Given exercise
Each entry here needs to be set down again exactly, please; pictures are left out.

Image boundary labeling items
────────────────────
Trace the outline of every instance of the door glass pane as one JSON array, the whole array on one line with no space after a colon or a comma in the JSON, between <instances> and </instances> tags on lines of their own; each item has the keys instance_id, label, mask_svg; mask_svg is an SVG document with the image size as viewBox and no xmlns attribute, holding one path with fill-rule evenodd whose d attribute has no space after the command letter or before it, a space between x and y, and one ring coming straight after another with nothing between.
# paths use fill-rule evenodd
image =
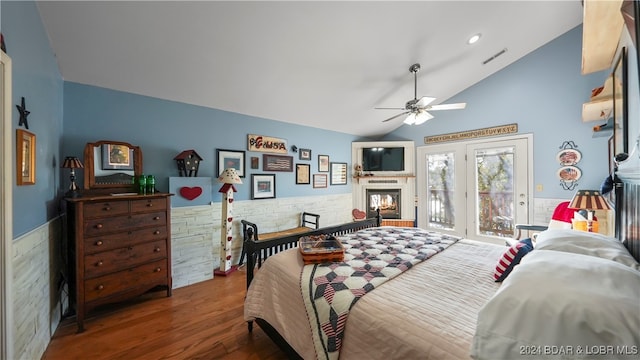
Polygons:
<instances>
[{"instance_id":1,"label":"door glass pane","mask_svg":"<svg viewBox=\"0 0 640 360\"><path fill-rule=\"evenodd\" d=\"M454 153L427 155L427 224L453 230L455 225Z\"/></svg>"},{"instance_id":2,"label":"door glass pane","mask_svg":"<svg viewBox=\"0 0 640 360\"><path fill-rule=\"evenodd\" d=\"M514 148L475 151L476 233L512 237Z\"/></svg>"}]
</instances>

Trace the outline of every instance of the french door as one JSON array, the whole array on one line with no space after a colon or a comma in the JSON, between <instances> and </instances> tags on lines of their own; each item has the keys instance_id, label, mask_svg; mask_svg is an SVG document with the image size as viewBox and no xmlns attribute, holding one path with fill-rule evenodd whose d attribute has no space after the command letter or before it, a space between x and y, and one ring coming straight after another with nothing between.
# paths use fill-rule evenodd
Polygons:
<instances>
[{"instance_id":1,"label":"french door","mask_svg":"<svg viewBox=\"0 0 640 360\"><path fill-rule=\"evenodd\" d=\"M531 135L417 149L418 226L504 243L532 212Z\"/></svg>"}]
</instances>

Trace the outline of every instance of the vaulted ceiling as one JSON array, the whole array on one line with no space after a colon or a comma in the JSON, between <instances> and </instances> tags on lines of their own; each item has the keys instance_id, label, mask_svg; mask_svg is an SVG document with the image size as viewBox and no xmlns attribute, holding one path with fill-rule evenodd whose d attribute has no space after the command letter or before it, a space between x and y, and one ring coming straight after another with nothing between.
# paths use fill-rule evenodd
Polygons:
────────────────────
Result for this task
Trace the outline of every instance of the door glass pane as one JSON array, the whole array on one line with no space after a colon or a comma in the JSON, between <instances> and </instances> tags on lines of their own; each item has the keys instance_id, label, mask_svg; mask_svg is an SVG document with the image size as viewBox and no xmlns attribute, holding one path with fill-rule evenodd whose d attribute has no space after the command letter or before it, a space between x and y, and one ring coming straight after another with nothing between.
# paths use fill-rule evenodd
image =
Polygons:
<instances>
[{"instance_id":1,"label":"door glass pane","mask_svg":"<svg viewBox=\"0 0 640 360\"><path fill-rule=\"evenodd\" d=\"M454 153L427 155L427 224L453 230L455 225Z\"/></svg>"},{"instance_id":2,"label":"door glass pane","mask_svg":"<svg viewBox=\"0 0 640 360\"><path fill-rule=\"evenodd\" d=\"M514 148L475 151L476 233L512 237Z\"/></svg>"}]
</instances>

Trace the outline of every instance of the french door as one JSON array, the whole array on one line with no space after a colon or a comma in the JSON, between <instances> and </instances> tags on lines of their own; each item has the keys instance_id, label, mask_svg; mask_svg is an SVG document with the image size as viewBox and no xmlns attribute, holding one path with fill-rule evenodd whose d attribute has no space after the command letter or before it, a space between x and y, and one ring coming straight after another with nothing between.
# paths use fill-rule evenodd
Polygons:
<instances>
[{"instance_id":1,"label":"french door","mask_svg":"<svg viewBox=\"0 0 640 360\"><path fill-rule=\"evenodd\" d=\"M531 135L417 149L418 226L504 243L532 212Z\"/></svg>"}]
</instances>

Trace the outline of every instance of the vaulted ceiling as one JSON array, the whole array on one line with no space after a colon or a comma in the JSON, between <instances> and </instances> tags on lines of their own; each item has the keys instance_id, label, mask_svg; mask_svg is an SVG document with the image size as viewBox and no xmlns attribute, holding one path with fill-rule evenodd whose d attribute has no space after the command letter or before it, a space between x and y, and one ring coming straight after another with nothing between.
# paths use fill-rule evenodd
Polygons:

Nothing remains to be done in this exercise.